#### Exercise
Reproduce all of the records below word for word, leaving the pictures out of your answer.

-------- The data --------

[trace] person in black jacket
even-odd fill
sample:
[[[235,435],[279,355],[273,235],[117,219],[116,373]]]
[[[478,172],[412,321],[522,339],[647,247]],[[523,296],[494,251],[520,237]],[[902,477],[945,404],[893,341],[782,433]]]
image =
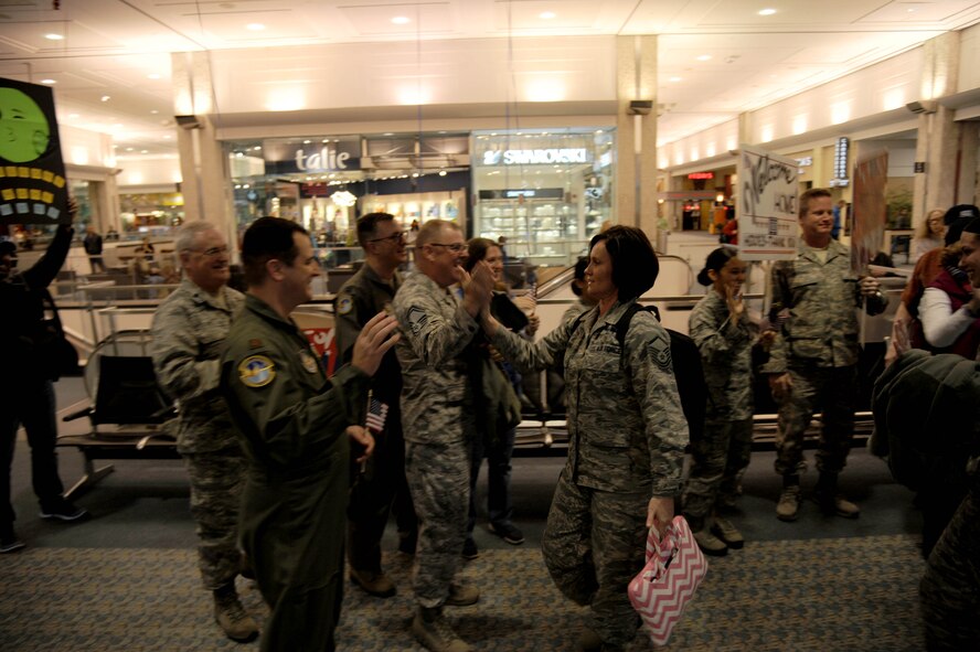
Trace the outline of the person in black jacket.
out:
[[[70,211],[74,210],[72,202]],[[44,256],[24,271],[15,269],[13,243],[0,243],[0,342],[6,349],[8,370],[0,374],[0,553],[24,547],[13,531],[15,515],[10,502],[10,467],[21,424],[31,446],[31,474],[41,502],[41,517],[77,521],[87,515],[62,496],[64,487],[54,447],[57,426],[52,381],[57,378],[57,371],[46,355],[53,346],[49,345],[43,324],[44,292],[65,261],[73,234],[71,225],[60,225]]]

--------

#### Correct result
[trace] person in black jacket
even-odd fill
sample:
[[[235,435],[279,355],[273,235],[117,219],[116,373]]]
[[[478,172],[412,321],[522,339],[647,247]],[[523,296],[494,251],[520,237]],[[902,477],[945,404],[893,341],[782,433]]]
image =
Trace the outline of the person in black jacket.
out:
[[[70,211],[74,210],[72,202]],[[44,256],[24,271],[15,269],[13,243],[0,243],[0,342],[6,349],[8,370],[0,374],[0,553],[24,547],[13,531],[15,515],[10,502],[10,467],[21,424],[31,446],[31,474],[41,502],[41,517],[77,521],[87,515],[62,496],[64,487],[54,447],[57,426],[52,381],[57,378],[57,371],[46,355],[53,346],[49,345],[43,324],[44,292],[65,261],[73,234],[71,225],[60,225]]]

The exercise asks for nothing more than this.